--- Page extract Enclosed Below ---
Taken together, the results show groups at an economic or social disadvantage experienced large mortality increases during the early months of the pandemic. They argue that this pattern demonstrates the need for targeting COVID-19 relief efforts to these populations most likely to be affected.
“To me, these results suggest that extra measures to target these communities — to improve vaccination rates or to provide more support to help bridge the gap to a post-COVID world — would be appropriate, given that they’ve been hit especially hard,” Miller said. “Ours is not the only paper to show that, but this research definitely shows that it cuts across socioeconomic factors in a way that’s very striking.”
Unlike past studies, which tended to rely on data from smaller samples, the new paper analyzes national numbers from the U.S. Census Bureau. The data provides a more detailed and in-depth look at how different factors such as ethnicity, occupation, living situation, income and insurance status can interact to affect death rates. The researchers studied people aged 18-65, comparing mortality figures from the second quarter of 2020 — April-June, when the pandemic’s first wave was in high gear — to the second quarter of 2019.
The researchers found significant increases in mortality among all the subgroups they studied, but the sizes of the increase varied considerably.
Among the findings:
- Across all socioeconomic groups, non-Hispanic Black adults younger than 65 experienced significantly higher increases in mortality than non-Hispanic white people in the same age range. For example, non-Hispanic Black people in the highest income group studied had an increase in mortality more than 3.5 times larger than the increase in mortality experienced by the poorest non-Hispanic white people (46.5 deaths per 100,000 people compared to 12.9).
- Hispanic residents tended to see significantly higher mortality increases than non-Hispanic white residents. This held true among people with insurance, those not living in group quarters, lower-income families, people with work-from-home options, and those in essential industries.
- People under 65 living in nursing facilities or other health group quarters experienced an increase in mortality of 1,619 deaths per 100,000 residents. Those in correctional facilities experienced an increase of 83.3 deaths per 100,000. This compared to an increase of 16.1 deaths per 100,000 among people not living in group quarters.
--- End of Enclosed Page extract ---
--- Data records Enclosed Below ---
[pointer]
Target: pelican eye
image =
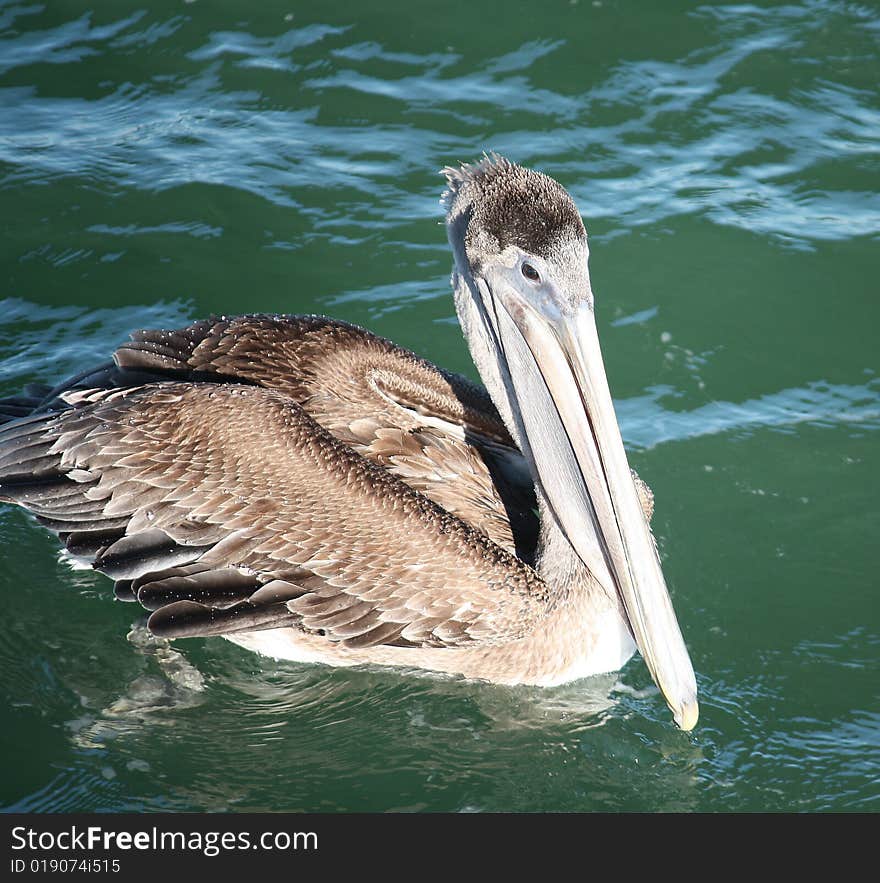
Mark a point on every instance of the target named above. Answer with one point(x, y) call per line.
point(530, 273)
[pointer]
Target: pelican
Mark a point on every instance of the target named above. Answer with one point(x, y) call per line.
point(315, 493)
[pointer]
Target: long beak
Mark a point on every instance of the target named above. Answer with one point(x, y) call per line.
point(576, 445)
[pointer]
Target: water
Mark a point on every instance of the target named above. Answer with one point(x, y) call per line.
point(160, 165)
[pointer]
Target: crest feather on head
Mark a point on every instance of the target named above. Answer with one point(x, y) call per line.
point(510, 205)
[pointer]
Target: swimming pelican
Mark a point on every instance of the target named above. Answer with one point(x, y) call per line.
point(315, 493)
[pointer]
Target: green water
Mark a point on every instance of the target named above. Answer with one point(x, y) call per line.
point(161, 164)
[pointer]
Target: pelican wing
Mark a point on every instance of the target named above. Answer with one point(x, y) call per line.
point(434, 429)
point(226, 507)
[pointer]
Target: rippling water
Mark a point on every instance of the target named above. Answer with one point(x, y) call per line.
point(161, 164)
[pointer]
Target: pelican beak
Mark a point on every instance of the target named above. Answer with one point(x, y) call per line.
point(554, 360)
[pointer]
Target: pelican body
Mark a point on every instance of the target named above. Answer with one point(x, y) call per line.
point(313, 492)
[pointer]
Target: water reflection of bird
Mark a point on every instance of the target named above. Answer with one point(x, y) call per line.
point(314, 492)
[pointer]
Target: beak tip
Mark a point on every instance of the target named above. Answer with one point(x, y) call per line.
point(687, 714)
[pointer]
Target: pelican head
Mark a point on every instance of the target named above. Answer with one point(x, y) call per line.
point(524, 299)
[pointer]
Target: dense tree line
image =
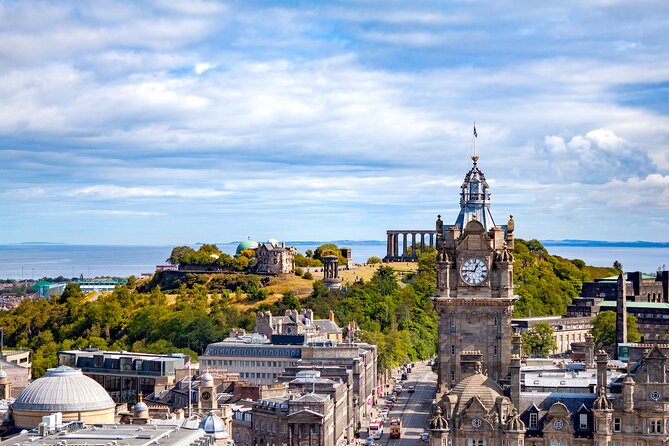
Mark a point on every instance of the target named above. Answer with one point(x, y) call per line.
point(397, 315)
point(545, 283)
point(122, 320)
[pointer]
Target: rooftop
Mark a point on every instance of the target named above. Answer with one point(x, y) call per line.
point(655, 305)
point(167, 432)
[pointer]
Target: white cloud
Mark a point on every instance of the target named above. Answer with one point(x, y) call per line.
point(119, 213)
point(202, 67)
point(111, 192)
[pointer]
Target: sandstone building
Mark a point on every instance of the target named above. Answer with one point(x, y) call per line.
point(481, 401)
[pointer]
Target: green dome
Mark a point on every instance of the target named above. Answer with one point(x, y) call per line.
point(246, 244)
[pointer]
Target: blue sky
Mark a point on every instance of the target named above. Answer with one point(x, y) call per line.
point(165, 122)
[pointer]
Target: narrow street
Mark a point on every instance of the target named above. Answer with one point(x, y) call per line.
point(412, 408)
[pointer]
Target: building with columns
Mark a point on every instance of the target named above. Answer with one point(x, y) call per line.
point(481, 400)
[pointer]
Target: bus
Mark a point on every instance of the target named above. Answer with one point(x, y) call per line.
point(376, 429)
point(396, 428)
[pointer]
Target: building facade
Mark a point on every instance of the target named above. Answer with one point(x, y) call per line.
point(474, 296)
point(275, 259)
point(482, 401)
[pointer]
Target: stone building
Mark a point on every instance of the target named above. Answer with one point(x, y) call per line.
point(295, 420)
point(275, 259)
point(298, 323)
point(481, 401)
point(125, 374)
point(645, 298)
point(566, 330)
point(474, 296)
point(67, 391)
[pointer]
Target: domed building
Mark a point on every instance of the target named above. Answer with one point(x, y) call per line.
point(246, 244)
point(64, 390)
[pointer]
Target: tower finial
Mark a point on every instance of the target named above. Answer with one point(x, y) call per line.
point(475, 157)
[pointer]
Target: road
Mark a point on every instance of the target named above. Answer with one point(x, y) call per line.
point(413, 408)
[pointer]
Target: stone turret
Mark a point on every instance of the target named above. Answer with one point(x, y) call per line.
point(589, 351)
point(602, 367)
point(515, 429)
point(438, 429)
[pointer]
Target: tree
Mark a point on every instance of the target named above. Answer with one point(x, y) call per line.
point(290, 301)
point(617, 266)
point(604, 329)
point(539, 341)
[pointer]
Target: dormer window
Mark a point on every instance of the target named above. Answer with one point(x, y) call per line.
point(583, 421)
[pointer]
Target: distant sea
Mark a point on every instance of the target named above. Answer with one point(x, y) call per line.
point(52, 260)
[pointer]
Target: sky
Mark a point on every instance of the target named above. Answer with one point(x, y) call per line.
point(164, 122)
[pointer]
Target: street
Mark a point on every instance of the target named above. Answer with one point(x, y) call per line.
point(412, 408)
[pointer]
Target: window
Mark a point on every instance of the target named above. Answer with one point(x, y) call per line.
point(655, 426)
point(616, 424)
point(583, 421)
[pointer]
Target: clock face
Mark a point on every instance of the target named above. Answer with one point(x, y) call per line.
point(474, 271)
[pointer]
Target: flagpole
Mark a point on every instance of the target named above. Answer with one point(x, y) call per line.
point(475, 157)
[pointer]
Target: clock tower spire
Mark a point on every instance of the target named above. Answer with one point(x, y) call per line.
point(474, 296)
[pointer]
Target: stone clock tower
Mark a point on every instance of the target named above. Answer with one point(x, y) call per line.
point(474, 295)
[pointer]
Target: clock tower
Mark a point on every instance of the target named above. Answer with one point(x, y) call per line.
point(474, 297)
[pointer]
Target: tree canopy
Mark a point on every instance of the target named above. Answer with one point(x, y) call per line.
point(546, 283)
point(604, 329)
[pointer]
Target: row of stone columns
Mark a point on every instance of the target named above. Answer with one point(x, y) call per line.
point(419, 239)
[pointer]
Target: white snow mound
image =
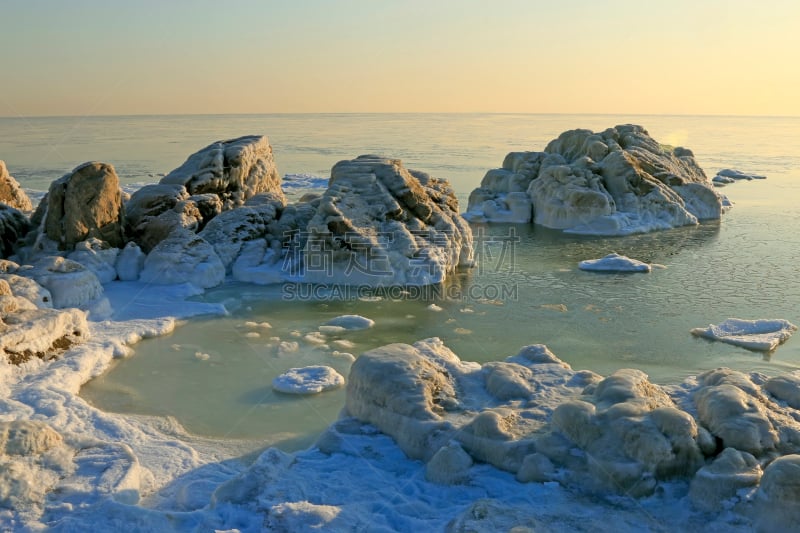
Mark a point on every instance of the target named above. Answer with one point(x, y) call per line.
--- End of Enclosed Data records ---
**Exercises**
a – Summarize the text on pandemic mortality in two sentences.
b – Write a continuation of the text on pandemic mortality.

**Answers given**
a – Using national U.S. Census Bureau data on people aged 18-65, researchers compared mortality in April-June 2020 with the same quarter of 2019 and found significant increases in every subgroup, with economically or socially disadvantaged groups experiencing large increases. Non-Hispanic Black and Hispanic adults saw larger increases than non-Hispanic white adults, and people in nursing facilities or correctional facilities saw far larger increases than those not living in group quarters, which the researchers argue shows the need to target COVID-19 relief efforts to these populations.

b –
- Uninsured people had an increase of 27.6 deaths per 100,000, compared to an increase of 15.5 deaths among the insured.
- People with family income at or below the poverty line saw an increase in mortality of 27.1 deaths per 100,000, compared to 13.3 among those with incomes four times the poverty level or higher.
- Mortality rates increased by 19.1 deaths per 100,000 among people in occupations without work-from-home options, compared to 10.9 among those able to work from home.
- Among specific occupations, mortality increases were highest among installation, maintenance and repair workers; production workers; legal professions; and transportation workers. In contrast to previous studies, the researchers did not find exceptionally high death rates among health care practitioners or food-service workers.
Miller said the new results underline questions about long-established health inequities in the United States.
“Even before the pandemic, people in low-income households, for example, had really high mortality rates, and then the pandemic made this worse,” she said. “If we had smaller disparities to begin with, if or when there’s another pandemic, we might not see such stark differences in its impact. Why do poor people do so poorly in terms of their health in the United States, and is there anything that policy can do to improve on that?”
Miller’s co-authors are Laura Wherry, assistant professor of economics and public service at New York University’s Wagner Graduate School of Public Service, and Bhashkar Mazumder, senior economist in the Federal Reserve Bank of Chicago’s Economic Research Department.